→ TASK
Which lines in the records below contain the string "grey"? Report every such line in full, treating uppercase and lowercase as different.

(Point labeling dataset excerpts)
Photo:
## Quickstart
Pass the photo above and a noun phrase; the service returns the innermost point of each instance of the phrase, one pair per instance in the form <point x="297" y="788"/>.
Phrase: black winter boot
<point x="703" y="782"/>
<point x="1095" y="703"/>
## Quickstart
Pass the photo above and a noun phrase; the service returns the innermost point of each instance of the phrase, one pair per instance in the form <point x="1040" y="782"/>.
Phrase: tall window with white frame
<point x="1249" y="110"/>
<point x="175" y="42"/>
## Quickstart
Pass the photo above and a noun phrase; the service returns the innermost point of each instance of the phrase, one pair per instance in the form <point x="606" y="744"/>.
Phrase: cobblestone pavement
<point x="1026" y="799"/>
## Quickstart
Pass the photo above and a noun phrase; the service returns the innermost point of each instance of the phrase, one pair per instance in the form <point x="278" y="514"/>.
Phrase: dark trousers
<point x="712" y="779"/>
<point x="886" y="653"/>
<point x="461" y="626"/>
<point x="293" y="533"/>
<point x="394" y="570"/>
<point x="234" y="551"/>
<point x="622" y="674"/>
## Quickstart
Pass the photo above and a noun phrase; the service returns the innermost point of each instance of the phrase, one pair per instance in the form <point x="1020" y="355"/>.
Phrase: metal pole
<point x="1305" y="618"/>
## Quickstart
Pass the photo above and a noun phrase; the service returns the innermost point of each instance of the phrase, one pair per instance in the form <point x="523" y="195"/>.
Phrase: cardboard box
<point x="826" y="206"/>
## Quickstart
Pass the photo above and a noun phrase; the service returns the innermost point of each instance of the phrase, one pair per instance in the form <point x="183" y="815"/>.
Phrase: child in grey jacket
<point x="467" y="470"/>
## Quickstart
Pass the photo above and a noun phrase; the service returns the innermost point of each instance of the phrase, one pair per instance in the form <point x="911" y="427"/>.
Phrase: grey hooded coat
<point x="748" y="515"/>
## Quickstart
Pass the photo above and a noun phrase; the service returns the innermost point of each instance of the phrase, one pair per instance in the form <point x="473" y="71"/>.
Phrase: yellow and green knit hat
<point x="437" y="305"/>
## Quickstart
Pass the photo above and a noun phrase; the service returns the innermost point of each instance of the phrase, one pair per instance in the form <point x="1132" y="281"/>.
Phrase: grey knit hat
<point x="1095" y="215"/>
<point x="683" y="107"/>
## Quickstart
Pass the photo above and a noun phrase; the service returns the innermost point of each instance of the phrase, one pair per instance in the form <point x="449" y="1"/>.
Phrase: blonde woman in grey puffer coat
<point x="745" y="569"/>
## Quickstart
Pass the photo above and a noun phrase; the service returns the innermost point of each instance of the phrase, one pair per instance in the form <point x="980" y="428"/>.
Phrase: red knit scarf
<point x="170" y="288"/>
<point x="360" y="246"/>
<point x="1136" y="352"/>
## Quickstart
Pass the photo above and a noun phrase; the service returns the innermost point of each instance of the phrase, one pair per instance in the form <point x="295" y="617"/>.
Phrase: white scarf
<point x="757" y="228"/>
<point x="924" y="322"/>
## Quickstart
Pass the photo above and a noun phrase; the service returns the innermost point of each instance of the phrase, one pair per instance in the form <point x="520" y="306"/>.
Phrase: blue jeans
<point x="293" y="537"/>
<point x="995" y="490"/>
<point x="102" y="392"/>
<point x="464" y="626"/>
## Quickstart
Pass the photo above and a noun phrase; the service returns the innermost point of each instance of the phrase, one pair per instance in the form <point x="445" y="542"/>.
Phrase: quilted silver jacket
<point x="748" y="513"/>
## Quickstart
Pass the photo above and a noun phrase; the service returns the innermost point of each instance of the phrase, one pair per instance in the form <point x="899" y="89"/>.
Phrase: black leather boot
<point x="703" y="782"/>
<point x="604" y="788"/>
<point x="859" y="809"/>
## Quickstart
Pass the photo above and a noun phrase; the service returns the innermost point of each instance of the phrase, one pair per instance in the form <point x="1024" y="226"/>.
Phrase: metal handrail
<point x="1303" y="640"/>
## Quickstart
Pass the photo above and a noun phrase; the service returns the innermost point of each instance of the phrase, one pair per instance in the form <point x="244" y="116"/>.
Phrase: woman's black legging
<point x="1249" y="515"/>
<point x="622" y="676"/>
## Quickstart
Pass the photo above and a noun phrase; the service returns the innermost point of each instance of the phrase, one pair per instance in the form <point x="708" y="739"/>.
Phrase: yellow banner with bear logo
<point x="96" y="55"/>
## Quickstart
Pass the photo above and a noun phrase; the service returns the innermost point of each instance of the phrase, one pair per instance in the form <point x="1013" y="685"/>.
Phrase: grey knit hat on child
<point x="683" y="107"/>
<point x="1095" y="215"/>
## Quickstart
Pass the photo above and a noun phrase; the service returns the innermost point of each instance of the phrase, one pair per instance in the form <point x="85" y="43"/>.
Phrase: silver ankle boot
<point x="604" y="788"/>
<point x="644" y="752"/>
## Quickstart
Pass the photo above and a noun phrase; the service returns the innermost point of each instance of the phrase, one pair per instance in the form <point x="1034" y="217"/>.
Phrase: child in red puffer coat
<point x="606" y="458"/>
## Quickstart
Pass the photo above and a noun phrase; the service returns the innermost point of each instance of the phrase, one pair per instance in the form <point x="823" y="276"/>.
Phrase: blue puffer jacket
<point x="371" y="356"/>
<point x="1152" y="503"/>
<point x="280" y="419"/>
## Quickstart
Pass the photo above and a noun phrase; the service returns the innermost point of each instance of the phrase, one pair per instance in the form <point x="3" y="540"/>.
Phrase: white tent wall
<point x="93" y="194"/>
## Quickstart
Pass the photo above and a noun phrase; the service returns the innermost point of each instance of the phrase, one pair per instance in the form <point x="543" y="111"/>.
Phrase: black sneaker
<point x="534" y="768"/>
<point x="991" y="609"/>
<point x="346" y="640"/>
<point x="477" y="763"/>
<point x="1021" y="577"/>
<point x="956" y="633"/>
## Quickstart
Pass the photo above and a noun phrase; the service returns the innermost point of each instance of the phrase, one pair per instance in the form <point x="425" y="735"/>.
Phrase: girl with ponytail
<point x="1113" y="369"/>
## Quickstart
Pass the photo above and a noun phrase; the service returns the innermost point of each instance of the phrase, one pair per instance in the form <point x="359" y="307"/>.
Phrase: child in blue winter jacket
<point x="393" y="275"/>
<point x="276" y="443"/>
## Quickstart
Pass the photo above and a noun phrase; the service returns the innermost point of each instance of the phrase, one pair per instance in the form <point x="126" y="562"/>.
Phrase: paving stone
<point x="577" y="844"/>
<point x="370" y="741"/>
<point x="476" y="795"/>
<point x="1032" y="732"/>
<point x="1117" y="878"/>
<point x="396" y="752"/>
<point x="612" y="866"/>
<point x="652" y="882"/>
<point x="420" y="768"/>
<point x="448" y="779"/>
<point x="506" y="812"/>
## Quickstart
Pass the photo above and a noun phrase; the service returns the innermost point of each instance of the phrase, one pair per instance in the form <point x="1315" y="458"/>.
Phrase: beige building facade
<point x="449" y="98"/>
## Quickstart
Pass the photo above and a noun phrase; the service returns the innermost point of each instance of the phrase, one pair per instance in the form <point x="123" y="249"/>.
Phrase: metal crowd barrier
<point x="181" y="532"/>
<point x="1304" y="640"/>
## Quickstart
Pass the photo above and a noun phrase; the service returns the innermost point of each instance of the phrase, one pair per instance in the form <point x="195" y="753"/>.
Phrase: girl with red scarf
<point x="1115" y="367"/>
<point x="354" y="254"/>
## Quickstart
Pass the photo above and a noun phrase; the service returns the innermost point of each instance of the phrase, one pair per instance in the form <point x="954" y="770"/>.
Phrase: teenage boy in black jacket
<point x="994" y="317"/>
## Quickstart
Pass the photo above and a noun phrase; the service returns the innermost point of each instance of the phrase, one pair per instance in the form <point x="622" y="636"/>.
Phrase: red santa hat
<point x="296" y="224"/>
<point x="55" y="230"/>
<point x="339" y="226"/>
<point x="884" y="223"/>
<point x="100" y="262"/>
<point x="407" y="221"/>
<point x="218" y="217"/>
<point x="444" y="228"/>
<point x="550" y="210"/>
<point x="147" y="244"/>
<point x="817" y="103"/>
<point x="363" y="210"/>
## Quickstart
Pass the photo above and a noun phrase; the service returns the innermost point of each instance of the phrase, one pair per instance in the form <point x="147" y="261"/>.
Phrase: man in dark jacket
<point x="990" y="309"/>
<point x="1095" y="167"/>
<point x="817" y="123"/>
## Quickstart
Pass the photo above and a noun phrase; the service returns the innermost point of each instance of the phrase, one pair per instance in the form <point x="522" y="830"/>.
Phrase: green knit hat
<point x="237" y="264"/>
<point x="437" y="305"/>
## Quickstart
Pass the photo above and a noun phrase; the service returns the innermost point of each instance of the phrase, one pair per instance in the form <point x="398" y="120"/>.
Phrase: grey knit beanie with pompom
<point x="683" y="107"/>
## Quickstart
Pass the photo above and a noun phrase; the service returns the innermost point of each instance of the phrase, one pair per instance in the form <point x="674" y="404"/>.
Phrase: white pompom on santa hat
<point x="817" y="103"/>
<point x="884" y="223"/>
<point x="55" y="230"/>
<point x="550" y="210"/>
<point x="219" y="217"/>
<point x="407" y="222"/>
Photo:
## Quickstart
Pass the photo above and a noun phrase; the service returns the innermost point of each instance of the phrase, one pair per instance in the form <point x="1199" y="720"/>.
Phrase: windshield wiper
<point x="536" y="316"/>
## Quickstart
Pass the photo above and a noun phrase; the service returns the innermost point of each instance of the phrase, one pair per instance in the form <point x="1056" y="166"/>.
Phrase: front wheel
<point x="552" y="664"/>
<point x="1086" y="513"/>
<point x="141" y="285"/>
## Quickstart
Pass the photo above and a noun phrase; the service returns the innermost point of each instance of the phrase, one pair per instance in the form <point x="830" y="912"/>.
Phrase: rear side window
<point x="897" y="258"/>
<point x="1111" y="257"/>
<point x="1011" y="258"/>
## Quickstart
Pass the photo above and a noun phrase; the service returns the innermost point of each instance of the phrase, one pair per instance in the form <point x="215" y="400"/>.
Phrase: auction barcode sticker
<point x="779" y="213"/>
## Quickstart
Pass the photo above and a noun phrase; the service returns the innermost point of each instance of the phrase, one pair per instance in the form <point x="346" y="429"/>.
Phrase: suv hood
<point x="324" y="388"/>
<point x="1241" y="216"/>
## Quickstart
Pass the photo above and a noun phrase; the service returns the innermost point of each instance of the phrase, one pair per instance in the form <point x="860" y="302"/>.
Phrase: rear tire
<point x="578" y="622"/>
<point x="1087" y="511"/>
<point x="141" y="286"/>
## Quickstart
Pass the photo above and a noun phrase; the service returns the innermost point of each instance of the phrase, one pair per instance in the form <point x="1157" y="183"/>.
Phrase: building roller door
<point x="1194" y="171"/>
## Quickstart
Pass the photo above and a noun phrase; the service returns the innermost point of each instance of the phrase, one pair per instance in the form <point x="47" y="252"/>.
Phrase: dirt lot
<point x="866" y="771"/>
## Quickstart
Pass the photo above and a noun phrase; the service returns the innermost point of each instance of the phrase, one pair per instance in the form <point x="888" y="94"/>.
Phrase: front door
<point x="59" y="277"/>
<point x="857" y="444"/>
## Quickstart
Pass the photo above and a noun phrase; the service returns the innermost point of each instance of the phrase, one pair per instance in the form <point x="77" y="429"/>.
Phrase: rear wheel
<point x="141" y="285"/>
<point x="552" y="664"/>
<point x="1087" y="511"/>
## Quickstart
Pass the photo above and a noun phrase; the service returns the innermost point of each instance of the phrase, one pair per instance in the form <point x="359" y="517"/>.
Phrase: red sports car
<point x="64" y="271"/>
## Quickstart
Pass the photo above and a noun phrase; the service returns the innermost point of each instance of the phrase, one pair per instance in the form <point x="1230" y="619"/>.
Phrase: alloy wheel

→ REPLY
Phrase: child in grey jacket
Phrase: grey hooded coat
Phrase: grey knit hat
Phrase: blonde woman in grey puffer coat
Phrase: grey knit hat on child
Phrase: grey knit beanie with pompom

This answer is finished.